- What to produce -
An exact copy of the entries is needed, with every picture left out.

- Extracted information -
———
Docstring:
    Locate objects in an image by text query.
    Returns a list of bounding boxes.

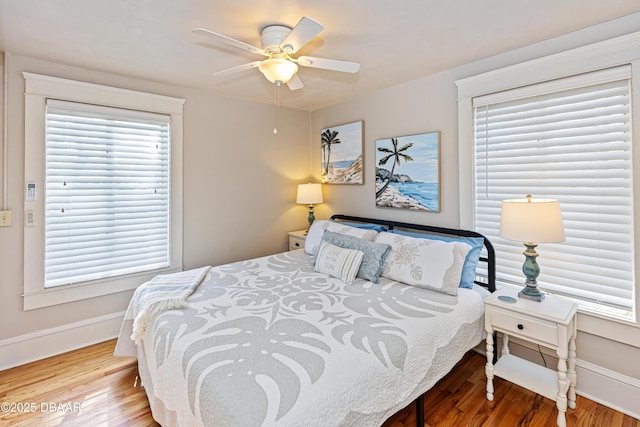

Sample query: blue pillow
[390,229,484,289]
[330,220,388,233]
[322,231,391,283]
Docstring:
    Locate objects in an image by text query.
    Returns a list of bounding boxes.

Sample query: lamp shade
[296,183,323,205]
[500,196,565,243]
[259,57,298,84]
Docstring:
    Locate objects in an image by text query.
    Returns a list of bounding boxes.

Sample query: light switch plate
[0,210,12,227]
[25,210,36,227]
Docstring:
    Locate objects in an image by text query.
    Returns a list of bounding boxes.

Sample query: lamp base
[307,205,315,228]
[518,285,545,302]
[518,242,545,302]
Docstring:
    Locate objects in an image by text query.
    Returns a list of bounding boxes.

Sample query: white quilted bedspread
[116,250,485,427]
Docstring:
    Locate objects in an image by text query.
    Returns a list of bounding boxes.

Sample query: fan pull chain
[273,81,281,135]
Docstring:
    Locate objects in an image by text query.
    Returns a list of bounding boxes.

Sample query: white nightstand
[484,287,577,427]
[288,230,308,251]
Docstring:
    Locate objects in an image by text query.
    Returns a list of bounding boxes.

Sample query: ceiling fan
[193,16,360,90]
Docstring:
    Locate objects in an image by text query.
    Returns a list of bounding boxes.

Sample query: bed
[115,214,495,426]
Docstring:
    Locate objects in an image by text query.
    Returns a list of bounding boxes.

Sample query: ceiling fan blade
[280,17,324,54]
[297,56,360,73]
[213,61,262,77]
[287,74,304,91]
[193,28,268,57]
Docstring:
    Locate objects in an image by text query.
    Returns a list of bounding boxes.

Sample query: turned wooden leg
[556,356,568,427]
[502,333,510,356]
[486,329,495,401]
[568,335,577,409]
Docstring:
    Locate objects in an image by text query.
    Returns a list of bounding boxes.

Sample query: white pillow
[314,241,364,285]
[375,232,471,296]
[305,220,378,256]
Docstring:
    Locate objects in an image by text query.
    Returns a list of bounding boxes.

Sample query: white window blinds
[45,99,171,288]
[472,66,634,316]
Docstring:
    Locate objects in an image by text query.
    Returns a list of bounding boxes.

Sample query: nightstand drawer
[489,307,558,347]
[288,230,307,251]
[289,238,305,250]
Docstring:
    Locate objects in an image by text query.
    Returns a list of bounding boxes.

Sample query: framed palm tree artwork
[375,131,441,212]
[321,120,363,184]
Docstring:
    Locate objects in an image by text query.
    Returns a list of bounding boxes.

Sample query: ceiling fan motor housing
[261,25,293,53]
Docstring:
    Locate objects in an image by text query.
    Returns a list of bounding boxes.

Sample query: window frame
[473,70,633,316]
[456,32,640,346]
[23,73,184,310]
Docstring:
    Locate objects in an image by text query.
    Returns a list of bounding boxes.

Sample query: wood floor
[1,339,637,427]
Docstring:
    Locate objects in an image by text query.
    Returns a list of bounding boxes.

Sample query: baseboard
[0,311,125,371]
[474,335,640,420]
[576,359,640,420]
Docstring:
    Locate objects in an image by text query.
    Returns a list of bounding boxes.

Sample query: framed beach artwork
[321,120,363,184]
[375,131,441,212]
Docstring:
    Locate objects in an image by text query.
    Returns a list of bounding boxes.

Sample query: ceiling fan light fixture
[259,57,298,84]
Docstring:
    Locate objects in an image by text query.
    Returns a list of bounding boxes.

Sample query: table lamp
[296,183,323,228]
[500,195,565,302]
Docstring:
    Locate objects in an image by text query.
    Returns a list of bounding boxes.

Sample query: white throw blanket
———
- Output of the task -
Docstring:
    Locate objects in an image by text query.
    Returns a list of bounding boxes.


Sample query: blue pillow
[390,229,484,289]
[330,220,388,233]
[322,231,391,283]
Docstring:
    Locate objects in an image by text query.
    Returns a list of bounding boxes.

Sample query: lamp shade
[296,183,323,205]
[500,196,565,243]
[259,57,298,84]
Docstring:
    Locate objects in an image by text query.
    Returns a list of bounding boxes.

Sample query: light switch plate
[0,210,12,227]
[25,210,36,227]
Docstring:
    Locate objects in an image by text query.
    Returns a list of bounding boxes.

Sample query: lamp base
[307,205,315,228]
[518,285,545,302]
[518,242,545,302]
Docstring:
    Locate objects in an image by text query.
    Returns a list of bounding boxes.

Sample query: white quilted bedspread
[116,250,485,427]
Docstring:
    Locate objects in an image by text query.
    Returns a list of bounding boxes.

Sample query: fan pull chain
[273,81,281,135]
Docstring:
    Locate objects in an image by text query.
    Returns a list of bounding boxes.

Sample query: white nightstand
[484,287,577,427]
[288,230,308,251]
Docstring:
    Locate objects in an image by text query.
    Returns a list of bounding boxes.

Sample query: ceiling fan
[193,16,360,90]
Docstring:
    Locate objects in an image by text query.
    Returns a list of bounding boxes.

Sample query: bed
[115,214,495,426]
Docstring:
    Locate objects in an image by text query.
    Returns a list of bounding boxes.

Sample query: ceiling fan blade
[280,17,324,54]
[297,56,360,73]
[213,61,262,77]
[287,74,304,91]
[193,28,268,57]
Docstring:
    Locate objects in an image by text query.
    Returns a list of bounding boxes.

Sample query: turned wooden leg
[556,356,568,427]
[502,333,510,356]
[486,329,495,401]
[568,335,577,409]
Docstring:
    Locate objects in an image by text query.
    Returns a list of bounding boxes.

Sample query: white pillow
[314,241,364,285]
[375,232,471,296]
[305,220,378,256]
Docstring:
    Locate objects in an image by text query.
    Returns a list of bounding boxes.

Sample query: white window blinds
[45,99,171,288]
[472,66,634,316]
Docstring:
    Locate objects in an image by text query.
    Returns a list of bounding boxes.

Sample query: nightstand drawer
[489,307,558,347]
[288,230,307,251]
[289,238,305,250]
Docstring:
    Locate objects in an image by text query.
    Returns a list of bounding boxes.

Sample query: framed palm tree artwork
[375,131,441,212]
[321,120,363,184]
Docstring:
    Locate objects in an image by text query.
    Returns a list of bounding boxes.

Sample query: ceiling fan motor housing
[261,25,293,53]
Docstring:
    Locate objects in an image by text query.
    Returns a list of bounding boxes.

Sample query: window frame
[473,70,633,316]
[456,32,640,346]
[23,73,184,310]
Docstring:
    Locate objects in an image by text query.
    Returns a list of bounding boxes.

Sample query: wood floor
[1,339,637,427]
Docstring:
    Locate objects in an image by text query.
    Returns a list of bounding boxes.

Sample query: baseboard
[0,311,125,371]
[474,335,640,420]
[576,359,640,420]
Docstring:
    Locate objects in an image by text query.
    Returns a list of bounding boxes.

Sample query: framed beach artwork
[321,120,363,184]
[375,131,441,212]
Docstring:
    Locate objects in an image by text query.
    Returns a list of bounding boxes.

Sample query: ceiling fan light fixture
[259,57,298,84]
Docstring:
    Locate objects in an image by text query.
    Returns a list of bounding boxes.

Sample query: table lamp
[296,183,323,228]
[500,195,565,302]
Docstring:
    Locate objects in an image by text query.
    Returns a list of bounding boxes.

Sample query: white throw blanket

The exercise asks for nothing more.